*DIRECTIONS*. Working from the records below, repeat exactly the lines starting at the line that contains "Expected output: a single point for each instance of the gray" and ending at the line that contains "Expected output: a single point for each instance of the exit", inclusive.

*GIVEN DATA*.
——————————
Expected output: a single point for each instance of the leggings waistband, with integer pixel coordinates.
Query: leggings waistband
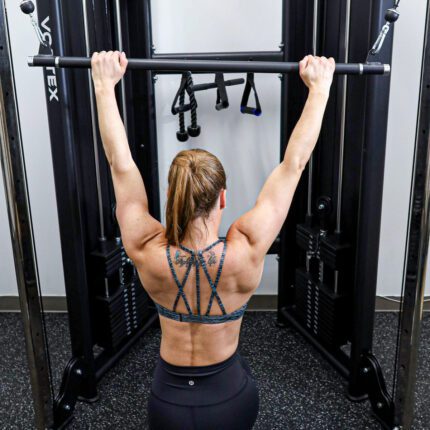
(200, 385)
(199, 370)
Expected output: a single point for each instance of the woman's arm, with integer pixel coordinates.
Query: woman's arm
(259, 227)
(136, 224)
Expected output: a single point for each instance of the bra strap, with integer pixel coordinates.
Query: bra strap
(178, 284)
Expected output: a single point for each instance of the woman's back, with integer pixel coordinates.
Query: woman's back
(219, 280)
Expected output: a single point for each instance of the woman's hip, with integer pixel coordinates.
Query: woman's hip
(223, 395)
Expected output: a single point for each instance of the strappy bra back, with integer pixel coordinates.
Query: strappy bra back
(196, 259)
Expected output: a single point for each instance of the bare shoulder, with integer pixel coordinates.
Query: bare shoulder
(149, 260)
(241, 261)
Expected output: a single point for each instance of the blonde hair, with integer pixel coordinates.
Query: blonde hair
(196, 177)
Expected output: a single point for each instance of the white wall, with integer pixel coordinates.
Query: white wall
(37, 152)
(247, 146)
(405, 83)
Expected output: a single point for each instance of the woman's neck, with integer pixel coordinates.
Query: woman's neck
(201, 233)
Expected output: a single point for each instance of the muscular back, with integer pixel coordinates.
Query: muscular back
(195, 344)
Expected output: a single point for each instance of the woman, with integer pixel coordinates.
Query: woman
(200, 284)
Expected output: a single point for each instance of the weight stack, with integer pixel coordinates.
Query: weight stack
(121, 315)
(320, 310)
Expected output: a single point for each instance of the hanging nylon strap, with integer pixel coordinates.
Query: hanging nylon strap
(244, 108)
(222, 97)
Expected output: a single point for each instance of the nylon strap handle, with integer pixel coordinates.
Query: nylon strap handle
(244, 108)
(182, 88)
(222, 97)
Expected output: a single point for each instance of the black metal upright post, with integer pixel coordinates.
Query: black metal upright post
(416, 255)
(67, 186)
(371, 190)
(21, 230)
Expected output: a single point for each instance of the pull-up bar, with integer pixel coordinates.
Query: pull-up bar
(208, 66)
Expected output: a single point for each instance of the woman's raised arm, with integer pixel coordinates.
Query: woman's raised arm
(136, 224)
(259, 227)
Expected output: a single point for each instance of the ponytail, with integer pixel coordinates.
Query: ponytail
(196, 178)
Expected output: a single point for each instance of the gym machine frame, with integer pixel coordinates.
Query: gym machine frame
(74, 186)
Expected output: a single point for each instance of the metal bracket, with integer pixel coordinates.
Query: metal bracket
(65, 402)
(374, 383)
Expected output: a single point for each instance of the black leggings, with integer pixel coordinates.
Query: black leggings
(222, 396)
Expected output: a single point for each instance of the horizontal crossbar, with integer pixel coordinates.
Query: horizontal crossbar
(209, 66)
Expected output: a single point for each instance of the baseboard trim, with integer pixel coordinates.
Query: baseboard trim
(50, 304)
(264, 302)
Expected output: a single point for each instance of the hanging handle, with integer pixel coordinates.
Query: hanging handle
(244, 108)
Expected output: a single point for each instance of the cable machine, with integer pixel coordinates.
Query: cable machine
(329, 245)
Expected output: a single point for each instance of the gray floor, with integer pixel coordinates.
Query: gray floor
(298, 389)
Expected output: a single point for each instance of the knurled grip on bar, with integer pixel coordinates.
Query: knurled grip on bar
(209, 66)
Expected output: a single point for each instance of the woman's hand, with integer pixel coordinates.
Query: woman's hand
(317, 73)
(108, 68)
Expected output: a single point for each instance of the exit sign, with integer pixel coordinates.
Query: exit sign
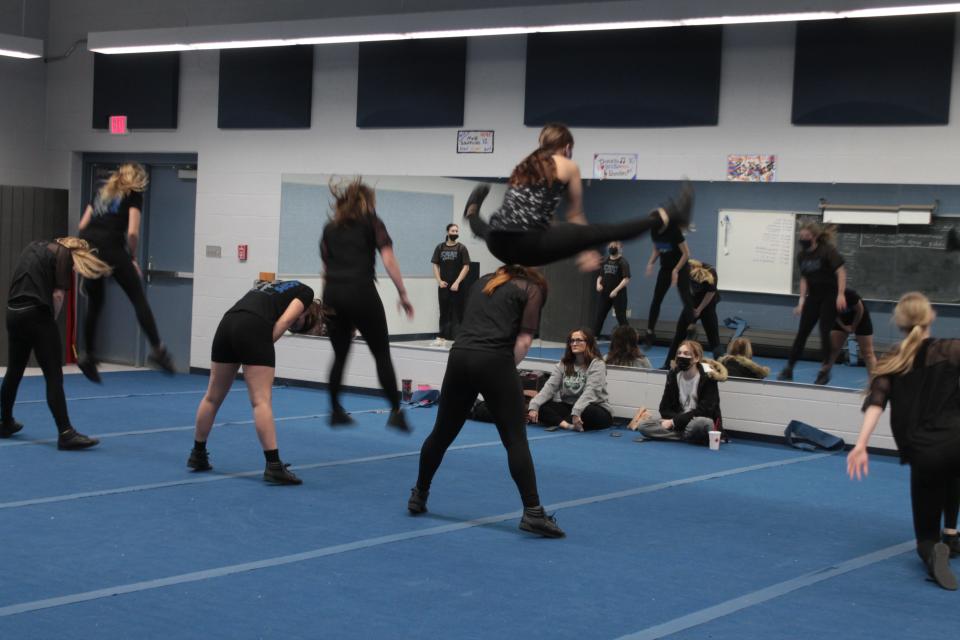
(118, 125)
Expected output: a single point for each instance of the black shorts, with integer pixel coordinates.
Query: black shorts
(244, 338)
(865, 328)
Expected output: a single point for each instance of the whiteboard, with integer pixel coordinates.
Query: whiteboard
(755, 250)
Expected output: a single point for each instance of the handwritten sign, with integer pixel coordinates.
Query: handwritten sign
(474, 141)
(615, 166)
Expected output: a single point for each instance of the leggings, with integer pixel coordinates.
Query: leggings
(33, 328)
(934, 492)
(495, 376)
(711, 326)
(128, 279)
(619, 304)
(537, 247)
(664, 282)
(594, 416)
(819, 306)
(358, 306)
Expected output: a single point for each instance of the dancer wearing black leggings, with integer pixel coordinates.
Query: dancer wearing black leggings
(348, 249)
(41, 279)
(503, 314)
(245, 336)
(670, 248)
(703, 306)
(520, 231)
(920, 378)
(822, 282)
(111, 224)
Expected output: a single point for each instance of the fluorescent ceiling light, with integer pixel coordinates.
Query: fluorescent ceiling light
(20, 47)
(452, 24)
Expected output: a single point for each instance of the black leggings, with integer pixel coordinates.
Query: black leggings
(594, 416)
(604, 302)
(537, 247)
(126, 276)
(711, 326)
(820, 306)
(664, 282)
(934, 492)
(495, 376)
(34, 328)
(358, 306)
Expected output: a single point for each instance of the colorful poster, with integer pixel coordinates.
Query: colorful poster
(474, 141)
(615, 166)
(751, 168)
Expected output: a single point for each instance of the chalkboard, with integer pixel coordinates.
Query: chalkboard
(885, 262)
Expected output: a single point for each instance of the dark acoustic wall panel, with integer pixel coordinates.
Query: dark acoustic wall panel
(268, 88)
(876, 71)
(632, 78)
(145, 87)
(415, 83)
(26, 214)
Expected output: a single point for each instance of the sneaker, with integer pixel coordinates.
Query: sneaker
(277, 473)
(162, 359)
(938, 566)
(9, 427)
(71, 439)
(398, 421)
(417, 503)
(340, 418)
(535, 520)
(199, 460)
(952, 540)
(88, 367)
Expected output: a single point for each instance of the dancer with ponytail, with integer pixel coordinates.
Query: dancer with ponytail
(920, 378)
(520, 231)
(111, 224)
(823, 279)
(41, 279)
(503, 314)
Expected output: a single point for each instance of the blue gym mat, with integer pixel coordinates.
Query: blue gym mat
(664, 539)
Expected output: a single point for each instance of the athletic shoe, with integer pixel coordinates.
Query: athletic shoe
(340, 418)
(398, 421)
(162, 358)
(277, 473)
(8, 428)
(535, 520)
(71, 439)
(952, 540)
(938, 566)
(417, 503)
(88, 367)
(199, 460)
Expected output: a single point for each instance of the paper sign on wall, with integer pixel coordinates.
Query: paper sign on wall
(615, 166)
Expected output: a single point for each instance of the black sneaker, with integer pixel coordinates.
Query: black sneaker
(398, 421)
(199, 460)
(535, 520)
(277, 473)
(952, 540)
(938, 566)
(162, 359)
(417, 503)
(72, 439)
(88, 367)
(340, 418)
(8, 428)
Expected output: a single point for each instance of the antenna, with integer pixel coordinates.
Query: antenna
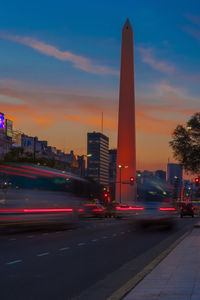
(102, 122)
——————————
*WORKED SOLUTION*.
Expected output: a single point for each instance of the gray floor, with integer pixel coordinates.
Query: gray floor
(298, 389)
Expected output: a single point for each instance of the knurled grip on bar, with integer pixel coordinates.
Query: knurled grip on bar
(209, 66)
Expected output: a single point for each instance of the woman's hand, with integer pixel coordinates.
Query: woman's hand
(317, 73)
(108, 68)
Expected output: a single point for each instance of the exit sign, with integer pixel coordinates.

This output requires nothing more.